▸ **ACTION ITEM**:
Scan the records for "task". Report each line that includes it.

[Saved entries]

_ _ _ _ _ _ _

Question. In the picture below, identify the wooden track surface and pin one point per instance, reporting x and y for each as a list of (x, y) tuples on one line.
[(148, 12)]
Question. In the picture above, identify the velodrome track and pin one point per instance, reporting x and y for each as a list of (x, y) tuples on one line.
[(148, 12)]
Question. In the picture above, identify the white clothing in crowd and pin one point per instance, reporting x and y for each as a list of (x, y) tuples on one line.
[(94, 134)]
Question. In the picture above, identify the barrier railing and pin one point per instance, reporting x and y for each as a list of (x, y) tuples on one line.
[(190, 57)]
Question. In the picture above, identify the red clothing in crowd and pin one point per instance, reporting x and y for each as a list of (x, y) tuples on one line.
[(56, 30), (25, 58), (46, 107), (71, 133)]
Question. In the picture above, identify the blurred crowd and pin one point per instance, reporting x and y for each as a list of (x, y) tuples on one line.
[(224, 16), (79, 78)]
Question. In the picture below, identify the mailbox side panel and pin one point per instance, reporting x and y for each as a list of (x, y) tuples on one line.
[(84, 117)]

_ _ _ _ _ _ _

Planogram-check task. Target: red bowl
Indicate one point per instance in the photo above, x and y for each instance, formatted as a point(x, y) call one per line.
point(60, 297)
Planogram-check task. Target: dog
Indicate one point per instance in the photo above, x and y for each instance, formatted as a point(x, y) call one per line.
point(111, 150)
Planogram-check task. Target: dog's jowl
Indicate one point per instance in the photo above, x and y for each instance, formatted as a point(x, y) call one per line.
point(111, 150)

_ _ _ _ _ _ _

▸ **RESPONSE TO THIS EXERCISE**:
Planogram-check task. Target: red bowl
Planogram-check task. Target: dog
Planogram-check task. Target: dog's jowl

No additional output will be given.